TRAVAIL À FAIRE: Indiquez si chacune des affirmations suivantes concorde avec le texte sur le rapport de la commission. Pour chacune, répondez par oui ou par non et citez mot pour mot les termes du texte qui tranchent. (a) La commission a examiné la proposition de résolution lors de réunions tenues en juin 2013. (b) Le Sénat a adopté le projet de loi sur la diversité des expressions culturelles le 2 mai. (c) Une seule autre résolution avait été adoptée sur le même sujet.

De voorzitster. - Het woord is aan mevrouw Zrihen voor een mondeling verslag.

Mme Olga Zrihen (PS). - La commission a examiné la proposition de résolution qui fait l'objet du présent rapport au cours de ses réunions des 4 et 11 juin 2013.

Dans son introduction, l'auteur, M. Hellings, a rappelé que notre Sénat avait adopté, le 2 mai dernier, le projet de loi portant assentiment à la Convention sur la protection et la promotion de la diversité des expressions culturelles.

La nécessité d'encadrer les futurs accords commerciaux pour imposer dans le mandat de la Commission européenne une exception culturelle claire avait, à cette occasion, déjà été largement discutée.

L'auteur a également précisé que deux résolutions, l'une au Parlement flamand, l'autre au Parlement de la Communauté française, avaient été adoptées sur le même sujet.

[Entrées de la collection]

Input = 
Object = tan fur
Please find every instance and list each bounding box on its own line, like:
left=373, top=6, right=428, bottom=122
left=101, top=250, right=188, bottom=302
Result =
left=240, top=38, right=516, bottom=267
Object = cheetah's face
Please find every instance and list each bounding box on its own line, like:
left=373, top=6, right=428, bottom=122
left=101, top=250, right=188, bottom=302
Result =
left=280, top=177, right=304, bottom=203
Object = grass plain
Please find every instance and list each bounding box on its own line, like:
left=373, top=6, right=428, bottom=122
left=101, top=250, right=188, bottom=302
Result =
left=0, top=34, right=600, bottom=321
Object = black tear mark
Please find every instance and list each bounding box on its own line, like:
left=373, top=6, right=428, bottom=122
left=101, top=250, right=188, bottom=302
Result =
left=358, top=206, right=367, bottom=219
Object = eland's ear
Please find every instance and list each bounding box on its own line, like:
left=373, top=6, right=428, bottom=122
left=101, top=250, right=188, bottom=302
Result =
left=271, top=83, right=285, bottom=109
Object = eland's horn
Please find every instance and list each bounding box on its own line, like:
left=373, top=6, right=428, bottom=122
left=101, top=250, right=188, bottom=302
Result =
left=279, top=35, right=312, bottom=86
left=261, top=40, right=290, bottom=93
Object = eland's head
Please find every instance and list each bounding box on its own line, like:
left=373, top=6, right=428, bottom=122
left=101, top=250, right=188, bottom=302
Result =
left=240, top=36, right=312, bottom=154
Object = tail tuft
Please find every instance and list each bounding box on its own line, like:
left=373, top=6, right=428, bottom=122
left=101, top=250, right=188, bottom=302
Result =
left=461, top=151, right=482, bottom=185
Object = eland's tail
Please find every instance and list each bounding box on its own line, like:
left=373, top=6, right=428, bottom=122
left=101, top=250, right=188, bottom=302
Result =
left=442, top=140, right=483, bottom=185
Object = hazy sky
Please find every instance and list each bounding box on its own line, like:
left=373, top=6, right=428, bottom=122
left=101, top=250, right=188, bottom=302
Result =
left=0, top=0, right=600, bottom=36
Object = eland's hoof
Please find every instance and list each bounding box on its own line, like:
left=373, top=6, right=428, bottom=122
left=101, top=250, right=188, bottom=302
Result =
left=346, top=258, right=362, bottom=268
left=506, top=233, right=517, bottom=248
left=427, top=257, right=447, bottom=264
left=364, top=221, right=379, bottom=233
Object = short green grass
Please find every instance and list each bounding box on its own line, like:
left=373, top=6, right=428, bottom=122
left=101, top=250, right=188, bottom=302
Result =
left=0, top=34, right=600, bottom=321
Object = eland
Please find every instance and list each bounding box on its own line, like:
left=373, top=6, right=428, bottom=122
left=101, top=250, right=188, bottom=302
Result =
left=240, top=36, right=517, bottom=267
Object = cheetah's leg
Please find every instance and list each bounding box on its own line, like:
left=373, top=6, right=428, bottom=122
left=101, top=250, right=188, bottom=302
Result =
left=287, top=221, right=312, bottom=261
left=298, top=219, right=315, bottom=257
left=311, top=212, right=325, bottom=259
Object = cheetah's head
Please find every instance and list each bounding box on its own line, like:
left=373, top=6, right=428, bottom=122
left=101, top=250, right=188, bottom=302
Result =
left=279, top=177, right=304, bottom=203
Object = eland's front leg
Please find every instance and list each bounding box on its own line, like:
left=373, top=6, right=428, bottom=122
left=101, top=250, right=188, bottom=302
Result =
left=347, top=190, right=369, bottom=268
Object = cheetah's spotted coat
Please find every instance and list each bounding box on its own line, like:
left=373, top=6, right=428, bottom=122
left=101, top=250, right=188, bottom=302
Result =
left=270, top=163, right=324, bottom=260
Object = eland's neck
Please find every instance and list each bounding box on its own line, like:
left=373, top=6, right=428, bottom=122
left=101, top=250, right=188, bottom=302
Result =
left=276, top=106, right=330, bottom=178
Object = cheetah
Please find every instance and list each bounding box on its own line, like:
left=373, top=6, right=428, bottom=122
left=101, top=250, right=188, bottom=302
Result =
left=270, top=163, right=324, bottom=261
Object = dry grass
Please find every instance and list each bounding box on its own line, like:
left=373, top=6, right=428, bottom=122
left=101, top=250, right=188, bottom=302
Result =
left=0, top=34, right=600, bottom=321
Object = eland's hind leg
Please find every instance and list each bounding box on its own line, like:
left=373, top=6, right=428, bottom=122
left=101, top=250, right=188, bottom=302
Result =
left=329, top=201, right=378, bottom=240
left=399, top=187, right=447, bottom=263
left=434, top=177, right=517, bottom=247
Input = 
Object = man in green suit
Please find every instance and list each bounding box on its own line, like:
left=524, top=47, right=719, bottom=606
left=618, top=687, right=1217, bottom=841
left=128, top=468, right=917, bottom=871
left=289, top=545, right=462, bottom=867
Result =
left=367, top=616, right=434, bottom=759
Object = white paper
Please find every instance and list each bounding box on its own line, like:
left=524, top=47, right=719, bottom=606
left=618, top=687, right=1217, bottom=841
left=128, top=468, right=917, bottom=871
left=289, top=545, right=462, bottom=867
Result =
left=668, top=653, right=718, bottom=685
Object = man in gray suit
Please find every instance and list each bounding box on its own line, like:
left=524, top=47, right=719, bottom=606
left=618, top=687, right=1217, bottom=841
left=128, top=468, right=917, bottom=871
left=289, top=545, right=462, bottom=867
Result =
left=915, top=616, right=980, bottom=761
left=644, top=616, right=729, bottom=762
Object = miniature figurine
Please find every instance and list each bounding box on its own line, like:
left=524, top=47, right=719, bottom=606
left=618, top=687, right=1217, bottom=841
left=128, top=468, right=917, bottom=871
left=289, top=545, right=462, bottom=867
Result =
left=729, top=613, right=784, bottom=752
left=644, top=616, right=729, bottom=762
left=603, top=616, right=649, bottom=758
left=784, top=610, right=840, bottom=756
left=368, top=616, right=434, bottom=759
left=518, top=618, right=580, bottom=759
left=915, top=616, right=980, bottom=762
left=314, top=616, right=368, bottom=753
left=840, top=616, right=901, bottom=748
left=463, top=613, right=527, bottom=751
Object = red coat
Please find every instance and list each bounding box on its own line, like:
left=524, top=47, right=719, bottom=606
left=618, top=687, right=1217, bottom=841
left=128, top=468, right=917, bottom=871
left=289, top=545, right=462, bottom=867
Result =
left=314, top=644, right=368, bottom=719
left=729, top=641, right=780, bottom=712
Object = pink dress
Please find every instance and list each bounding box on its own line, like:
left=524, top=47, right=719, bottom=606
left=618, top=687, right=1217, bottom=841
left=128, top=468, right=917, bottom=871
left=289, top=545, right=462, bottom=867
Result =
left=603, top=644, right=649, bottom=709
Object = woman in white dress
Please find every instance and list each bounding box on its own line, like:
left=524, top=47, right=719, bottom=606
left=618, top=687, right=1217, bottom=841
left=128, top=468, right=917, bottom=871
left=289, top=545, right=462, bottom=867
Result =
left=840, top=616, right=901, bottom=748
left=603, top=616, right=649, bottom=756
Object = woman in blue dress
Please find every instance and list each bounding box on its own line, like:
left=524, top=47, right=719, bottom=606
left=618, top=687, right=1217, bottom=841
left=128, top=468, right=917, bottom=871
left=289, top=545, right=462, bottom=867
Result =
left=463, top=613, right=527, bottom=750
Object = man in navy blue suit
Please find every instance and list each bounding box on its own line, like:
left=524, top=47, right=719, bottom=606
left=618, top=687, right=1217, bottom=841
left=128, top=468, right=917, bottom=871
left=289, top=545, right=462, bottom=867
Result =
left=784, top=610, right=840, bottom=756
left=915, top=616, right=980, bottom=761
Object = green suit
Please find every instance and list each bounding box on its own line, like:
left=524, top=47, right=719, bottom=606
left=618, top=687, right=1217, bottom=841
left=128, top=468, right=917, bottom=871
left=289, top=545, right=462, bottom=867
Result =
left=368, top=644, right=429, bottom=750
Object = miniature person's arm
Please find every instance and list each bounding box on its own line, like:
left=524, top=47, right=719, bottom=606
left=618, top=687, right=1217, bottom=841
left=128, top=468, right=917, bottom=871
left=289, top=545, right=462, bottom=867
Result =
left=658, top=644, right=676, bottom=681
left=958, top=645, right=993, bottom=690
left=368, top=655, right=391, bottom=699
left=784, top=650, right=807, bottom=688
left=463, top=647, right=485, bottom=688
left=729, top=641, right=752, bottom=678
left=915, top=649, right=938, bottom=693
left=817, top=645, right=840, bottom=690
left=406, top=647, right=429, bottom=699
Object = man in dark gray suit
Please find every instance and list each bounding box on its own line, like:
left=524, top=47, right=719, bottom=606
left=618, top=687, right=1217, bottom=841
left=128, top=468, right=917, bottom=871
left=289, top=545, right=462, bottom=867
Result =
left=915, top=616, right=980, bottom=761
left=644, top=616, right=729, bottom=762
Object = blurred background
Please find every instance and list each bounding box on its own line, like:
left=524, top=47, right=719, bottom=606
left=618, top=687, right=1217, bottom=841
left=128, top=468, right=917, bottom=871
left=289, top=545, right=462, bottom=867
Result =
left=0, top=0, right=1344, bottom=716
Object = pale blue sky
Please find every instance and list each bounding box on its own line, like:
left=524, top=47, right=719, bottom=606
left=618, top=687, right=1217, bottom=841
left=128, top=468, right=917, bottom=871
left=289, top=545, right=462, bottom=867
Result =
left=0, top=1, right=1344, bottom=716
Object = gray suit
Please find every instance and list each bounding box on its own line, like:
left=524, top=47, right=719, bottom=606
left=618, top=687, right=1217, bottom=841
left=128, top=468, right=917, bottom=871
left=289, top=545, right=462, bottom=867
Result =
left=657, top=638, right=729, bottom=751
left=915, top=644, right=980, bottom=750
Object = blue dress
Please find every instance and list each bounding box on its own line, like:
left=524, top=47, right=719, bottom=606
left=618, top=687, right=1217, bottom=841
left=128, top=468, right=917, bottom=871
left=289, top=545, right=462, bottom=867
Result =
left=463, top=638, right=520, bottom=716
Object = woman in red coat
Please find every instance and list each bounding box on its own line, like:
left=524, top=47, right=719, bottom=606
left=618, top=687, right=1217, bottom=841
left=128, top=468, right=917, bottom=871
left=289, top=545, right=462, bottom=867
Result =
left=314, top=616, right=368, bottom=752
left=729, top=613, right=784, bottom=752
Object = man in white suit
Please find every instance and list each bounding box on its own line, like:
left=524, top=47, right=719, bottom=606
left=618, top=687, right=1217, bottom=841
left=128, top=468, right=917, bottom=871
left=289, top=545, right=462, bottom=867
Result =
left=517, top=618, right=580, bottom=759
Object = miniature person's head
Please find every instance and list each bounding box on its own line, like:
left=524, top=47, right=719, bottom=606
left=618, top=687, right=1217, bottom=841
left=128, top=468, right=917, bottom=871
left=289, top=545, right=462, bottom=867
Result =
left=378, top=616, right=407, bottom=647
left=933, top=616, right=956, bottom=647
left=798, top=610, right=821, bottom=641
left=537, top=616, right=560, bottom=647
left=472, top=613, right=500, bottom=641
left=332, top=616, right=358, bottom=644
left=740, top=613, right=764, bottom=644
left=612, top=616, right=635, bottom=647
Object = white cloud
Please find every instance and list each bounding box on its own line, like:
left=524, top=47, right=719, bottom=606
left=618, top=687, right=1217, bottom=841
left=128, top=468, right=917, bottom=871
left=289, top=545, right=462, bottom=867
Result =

RÉPONSE COMPLÈTE:
(a) Oui : « au cours de ses réunions des 4 et 11 juin 2013 ».
(b) Oui : « notre Sénat avait adopté, le 2 mai dernier, le projet de loi portant assentiment à la Convention sur la protection et la promotion de la diversité des expressions culturelles ».
(c) Non : « deux résolutions, l'une au Parlement flamand, l'autre au Parlement de la Communauté française, avaient été adoptées sur le même sujet ».